[Quoted passage]:
Data Warehouse Flashcards

Question 1

Q

What is single, complete and consistent store of data
obtained from a variety of different sources made available to end
users in a what they can understand and use in a business context.

Answer

A

A Data Warehouse

Question 2

Q

Why Do we use data ware houses?

Answer

A

Consolidation of information resources
Improved query performance
Separate research and decision support functions from the
operational systems
Foundation for data mining, data visualization, advanced reporting
and OLAP tools

Question 3

Q

What is a data warehouse used for?

Answer

A

Knowledge discovery
Making consolidated reports
Finding relationships and correlations
Data mining

Question 4

Q

The queryable source of data in the enterprise that
is comprised of the union of all of its constituent data marts is called what?

Answer

A

Data Warehouse

Question 5

Q

A logical subset of the complete data warehouse that is often
viewed as a restriction of the data warehouse to a single business
process or to a group of related business processes targeted toward a
particular business group is called what?

Answer

A

Data Mart

Question 6

Q

What is a point of integration for operational
systems that developed independent of each other.

Answer

A

Operational Data Store (ODS)

Question 7

Q

What are Kimball methodologies?

Answer

A

Logical data warehouse (BUS), made up of subject areas (data marts)
Business driven, users have active participation
Decentralized data marts (not required to be a separate physical data store)
Independent dimensional data marts optimized for reporting/analytics
Integrated via Conformed Dimensions (provides consistency across data sources)
2-tier (data mart, cube), less ETL, no data duplication

Question 8

Q

What are Inmon methodologies?

Answer

A

Enterprise data model (CIF) that is a enterprise data warehouse (EDW)
IT Driven, users have passive participation
Centralized atomic normalized tables (off limit to end users)

[Material provided]:

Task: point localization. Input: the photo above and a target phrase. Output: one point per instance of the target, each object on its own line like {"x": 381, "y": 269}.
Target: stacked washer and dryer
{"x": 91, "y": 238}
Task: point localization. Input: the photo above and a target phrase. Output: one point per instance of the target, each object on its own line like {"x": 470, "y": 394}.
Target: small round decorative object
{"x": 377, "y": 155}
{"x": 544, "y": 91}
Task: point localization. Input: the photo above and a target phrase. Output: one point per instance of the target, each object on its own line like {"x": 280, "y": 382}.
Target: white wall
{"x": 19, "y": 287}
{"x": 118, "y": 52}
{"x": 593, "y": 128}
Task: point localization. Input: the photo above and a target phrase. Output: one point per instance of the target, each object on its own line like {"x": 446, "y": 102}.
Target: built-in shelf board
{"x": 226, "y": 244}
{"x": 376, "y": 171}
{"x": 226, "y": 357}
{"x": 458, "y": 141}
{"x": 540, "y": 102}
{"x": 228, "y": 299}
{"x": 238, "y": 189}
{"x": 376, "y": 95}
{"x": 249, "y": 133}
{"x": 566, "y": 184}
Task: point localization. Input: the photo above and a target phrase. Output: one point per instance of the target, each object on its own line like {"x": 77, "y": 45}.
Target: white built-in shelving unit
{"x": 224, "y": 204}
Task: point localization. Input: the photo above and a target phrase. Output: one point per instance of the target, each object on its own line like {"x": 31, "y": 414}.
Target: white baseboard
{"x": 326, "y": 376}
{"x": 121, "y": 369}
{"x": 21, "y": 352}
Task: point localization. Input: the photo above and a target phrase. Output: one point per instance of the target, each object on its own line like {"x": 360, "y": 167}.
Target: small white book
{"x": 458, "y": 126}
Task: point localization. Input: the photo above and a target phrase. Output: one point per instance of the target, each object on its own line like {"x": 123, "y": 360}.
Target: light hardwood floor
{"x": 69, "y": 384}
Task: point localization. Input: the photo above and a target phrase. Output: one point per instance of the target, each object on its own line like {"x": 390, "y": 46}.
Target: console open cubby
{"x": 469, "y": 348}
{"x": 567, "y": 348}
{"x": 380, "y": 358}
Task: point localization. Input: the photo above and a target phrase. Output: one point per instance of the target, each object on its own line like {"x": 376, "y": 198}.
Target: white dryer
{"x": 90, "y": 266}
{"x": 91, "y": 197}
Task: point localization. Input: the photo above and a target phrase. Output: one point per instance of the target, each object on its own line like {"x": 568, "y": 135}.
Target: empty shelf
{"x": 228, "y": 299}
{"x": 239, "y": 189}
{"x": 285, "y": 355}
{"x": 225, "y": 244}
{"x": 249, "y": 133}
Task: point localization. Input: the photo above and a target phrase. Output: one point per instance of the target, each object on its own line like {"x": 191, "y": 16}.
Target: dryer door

[Given instruction]:
Please reproduce the part of the data warehouse flashcards that opens with the words "What is a point" and closes with "are Kimball methodologies?". The lines have no role in any of this.

[Finished exercise]:
What is a point of integration for operational
systems that developed independent of each other.

Answer

A

Operational Data Store (ODS)

Question 7

Q

What are Kimball methodologies?